══ Excerpt ══

I’ve tried several places but my personal favorite is the ‘Sakura Garden Hotel’.   Nice place but cheap because it is too near the red light district in Gaylang.  6 yrs ago it was brand new, was the ‘Princeton Hotel’ and their cheap rooms were S$39.  New ownership and new name now but same price.  But, in Nov 2005 and still in Mar 2006 they had a big banner advertising S$35 special promotion price, a very good deal by Singapore standards.  All rooms have AC, double bed, big TV, hot water, electric coffee pot in the room with instant coffee supplied, and drinking water.  Tall Skinny building 9 floors high, with lift, on Lorong 15, between Sims Ave and Gayling Road.  If you go to Singapore by bus the main bus station is ‘The Golden Mile’ on Beach Road.  Go across Beach Road and catch the #100 bus, get off at Lorong 9 in Gayling (on Sims Ave) and walk two blocks farther and turn right on Lorong 15.  Bus will probably cost S 90 cents.

A ‘must do’ first stop in Singapore should be the Bugis Junction MRT station. Go underground to where you buy the train tickets and get an ‘EZ Link’ card.  Load it up for any value you might need as it is good for any bus or train while traveling around the island of Singapore and at much reduced rates.  When you leave they will refund any unused portion except S$5 for the card.  Or if you might come back it is good for seven years.  At the same window buy, “The Public Transport Map” for S$5.  It is the best map you will find ANYPLACE.  Has all bus and train routes, all streets and they are indexed, most large buildings are named, all pages show which way is north, and all for sides of every page show the number of the adjoining page.  In Singapore every bus stop has a sign showing the street name and stop #.  And they are all indicated on the map.  If you don’t have that map you should stay home….!!

═══
══ Listed records ══

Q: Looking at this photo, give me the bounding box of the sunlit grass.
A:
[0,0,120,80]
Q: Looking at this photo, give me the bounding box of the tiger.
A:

═══

#### Directions for this task
In the Singapore travel excerpt, what was the Sakura Garden Hotel called when it was brand new?

#### Result for this task
The Princeton Hotel.